Objective
Copy all of the data below word for word, leaving out the pictures.

________________________

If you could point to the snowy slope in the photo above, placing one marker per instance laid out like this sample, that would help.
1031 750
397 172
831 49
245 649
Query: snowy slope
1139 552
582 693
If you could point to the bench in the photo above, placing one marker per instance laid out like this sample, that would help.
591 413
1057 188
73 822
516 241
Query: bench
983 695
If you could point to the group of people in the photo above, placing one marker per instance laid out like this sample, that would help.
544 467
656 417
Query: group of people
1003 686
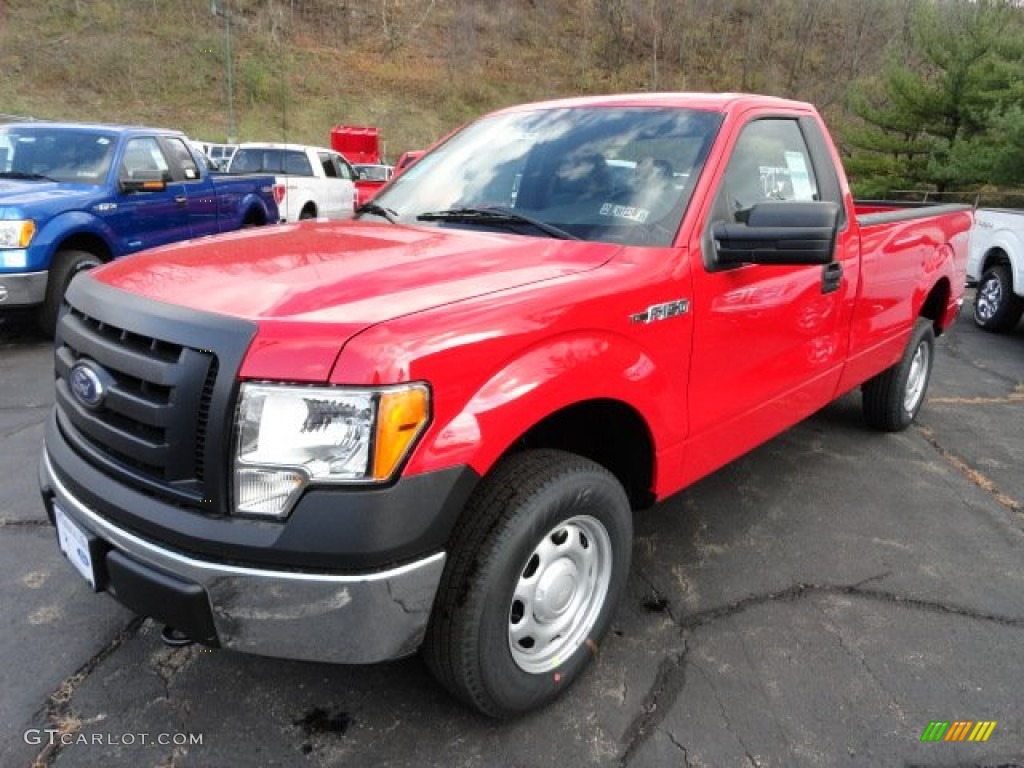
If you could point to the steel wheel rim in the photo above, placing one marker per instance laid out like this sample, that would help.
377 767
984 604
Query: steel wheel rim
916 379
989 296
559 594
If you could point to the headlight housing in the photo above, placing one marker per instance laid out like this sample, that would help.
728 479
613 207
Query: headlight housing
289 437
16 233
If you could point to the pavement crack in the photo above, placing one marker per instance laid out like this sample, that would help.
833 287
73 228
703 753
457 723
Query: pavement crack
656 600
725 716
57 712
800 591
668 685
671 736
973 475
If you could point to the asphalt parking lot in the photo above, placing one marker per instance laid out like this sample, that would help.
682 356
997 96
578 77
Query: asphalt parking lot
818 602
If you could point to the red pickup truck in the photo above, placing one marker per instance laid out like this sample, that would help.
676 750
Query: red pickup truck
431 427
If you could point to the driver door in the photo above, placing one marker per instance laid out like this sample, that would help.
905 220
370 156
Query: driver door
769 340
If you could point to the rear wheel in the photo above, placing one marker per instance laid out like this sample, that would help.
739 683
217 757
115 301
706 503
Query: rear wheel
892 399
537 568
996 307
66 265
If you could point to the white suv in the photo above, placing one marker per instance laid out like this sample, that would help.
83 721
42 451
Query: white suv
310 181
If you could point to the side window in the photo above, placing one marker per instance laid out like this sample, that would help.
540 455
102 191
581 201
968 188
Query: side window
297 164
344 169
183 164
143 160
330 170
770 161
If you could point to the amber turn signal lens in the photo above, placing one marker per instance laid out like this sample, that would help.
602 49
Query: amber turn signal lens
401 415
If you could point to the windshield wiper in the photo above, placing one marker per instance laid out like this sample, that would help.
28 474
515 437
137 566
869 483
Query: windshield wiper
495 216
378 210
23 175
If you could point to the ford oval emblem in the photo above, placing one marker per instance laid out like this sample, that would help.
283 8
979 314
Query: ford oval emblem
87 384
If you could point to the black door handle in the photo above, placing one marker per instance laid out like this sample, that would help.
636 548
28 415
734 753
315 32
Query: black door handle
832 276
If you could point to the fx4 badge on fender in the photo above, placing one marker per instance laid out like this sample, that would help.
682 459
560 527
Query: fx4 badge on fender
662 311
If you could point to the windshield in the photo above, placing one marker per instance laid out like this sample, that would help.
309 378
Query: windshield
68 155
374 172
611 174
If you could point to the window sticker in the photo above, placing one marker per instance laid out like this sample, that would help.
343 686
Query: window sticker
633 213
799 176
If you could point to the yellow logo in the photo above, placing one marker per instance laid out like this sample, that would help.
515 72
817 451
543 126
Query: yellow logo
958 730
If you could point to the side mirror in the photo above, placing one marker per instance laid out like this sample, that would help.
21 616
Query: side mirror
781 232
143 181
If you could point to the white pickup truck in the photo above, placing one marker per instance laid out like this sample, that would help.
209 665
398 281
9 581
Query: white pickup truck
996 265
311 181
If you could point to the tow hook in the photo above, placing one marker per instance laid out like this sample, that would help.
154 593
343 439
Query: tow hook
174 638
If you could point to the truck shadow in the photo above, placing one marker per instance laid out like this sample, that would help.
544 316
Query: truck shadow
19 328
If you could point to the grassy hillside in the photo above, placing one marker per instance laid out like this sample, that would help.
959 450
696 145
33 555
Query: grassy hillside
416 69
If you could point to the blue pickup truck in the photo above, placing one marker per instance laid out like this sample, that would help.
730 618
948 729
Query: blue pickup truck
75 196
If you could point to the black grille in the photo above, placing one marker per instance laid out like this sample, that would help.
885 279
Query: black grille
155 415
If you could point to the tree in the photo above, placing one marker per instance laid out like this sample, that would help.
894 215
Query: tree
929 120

________________________

Exercise result
If you could point to the snowy slope in the photo above, placing one marker per instance laid out like this sample, that would help.
1031 750
397 172
831 49
245 649
Query: snowy slope
1139 552
582 693
If you could point to the bench in the photo above, placing one marker per instance laid out like this sample, that would help.
591 413
1057 188
73 822
516 241
Query: bench
983 695
If you could point to the group of people in the photo above, placing one marker per instance laid out like this sample, that would help.
544 467
656 417
Query: group of people
1003 686
If you could point to the steel wheel rim in the photo above, placing one marker per instance laid out like this sample, that would help.
377 767
984 604
Query: steel wheel rim
916 379
989 296
559 594
If you could point to the headlight housing in the photo above, placing one marker per instance laid out like this sample, that would help.
728 479
613 207
Query: headlight housing
289 437
16 233
If you could point to the pavement crack in the photo above, placing one marker per instance laid out like this sample, that would help.
833 287
73 228
703 753
457 723
Query: pavement crack
656 600
725 716
57 712
800 591
668 685
671 736
973 475
If you could point to the asphalt parking lot in the photo above, placing one marker per instance laid out like this sample, that would help.
682 356
997 96
578 77
Query: asphalt parking lot
818 602
If you could point to the red pickup truck in the photo above, placing one marker per instance laid out like this sample, that would help.
676 750
Query: red pickup truck
431 427
If you could point to the driver door in the photo above, placing one marker per instance laid out like this sample, that would help.
905 220
370 156
Query: driver door
769 340
If you could point to the rear wheel in the photo above, placing one marker per instance laid out like this sample, that would help.
739 683
217 757
115 301
706 503
Query: rear wheel
892 399
537 568
996 307
66 265
If you could point to the white suv in the photo above, placing one marker per instance laid out like this sample, that would help.
83 721
42 451
Query: white suv
310 181
If you could point to the side window in the photo above, placing one marker per instance laid out like this sample, that would help.
540 455
102 191
581 201
968 188
Query: side window
297 164
344 169
183 164
143 160
330 170
770 161
If you could point to the amber turn signal lens in the photo above, placing one marker per instance laid out like this sample, that would help.
602 49
Query: amber turn signal lens
401 415
If you could point to the windshield wiper in the photo above, placing one marker per instance laid out like this sample, that would help.
28 474
515 437
137 566
869 483
Query: windshield wiper
495 216
378 210
23 175
If you could point to the ford oval emblem in the photo above, placing one marker per instance laid out like this sample, that would help.
283 8
979 314
Query: ford oval emblem
87 384
If you could point to the black door handle in the photo above, placing one marker per instance laid out like this sample, that would help.
636 548
28 415
734 753
315 32
Query: black door handle
832 276
If you could point to the fx4 badge on fender in the photo above, placing one marker per instance laid out like this sample, that would help.
682 459
560 527
Query: fx4 badge on fender
662 311
If you could point to the windshield in the photo above, placing one marker per instance laid out like this sample, that would help.
309 378
Query: windshield
68 155
374 172
611 174
If you could point to the window sticker in the photo above, placing one marker per instance laid out like this sample, that would help.
343 686
Query: window sticker
633 213
799 176
If you could point to the yellow logo in the photo above, placing one marker per instance laid out like this sample, that would help.
515 72
817 451
543 126
Query: yellow logo
958 730
If you could point to the side mirror in the photo above, placing one marker per instance laid out like this sample, that would help.
21 616
Query: side mirror
781 232
143 181
If you could point to the white pickup truck in the photo above, placing one marker per instance laid out like this sample, that would help.
209 665
398 281
9 581
Query: white pickup truck
996 265
311 181
If you could point to the tow hook in the photo above, placing one marker per instance laid out like this sample, that would help.
154 593
343 439
Query: tow hook
174 638
If you could point to the truck shadow in the photo above, placing one marker per instance laid out like this sample, that would help.
544 316
Query: truck shadow
19 328
If you could point to the grassy hillside in the photo above, placing one marker per instance laid out like this sample, that would help.
959 450
696 145
33 555
Query: grassy hillside
416 69
If you could point to the blue pickup truck in the photo above, placing one marker per instance laid out like this sample, that would help.
730 618
948 729
Query: blue pickup truck
75 196
If you could point to the black grille in the photo above, placing one marker per instance laid out like this sample, that would help.
885 279
Query: black grille
155 415
If you could point to the tree in the photo above, placing one marker per instance laid out like this sample, that would help.
894 215
Query: tree
929 120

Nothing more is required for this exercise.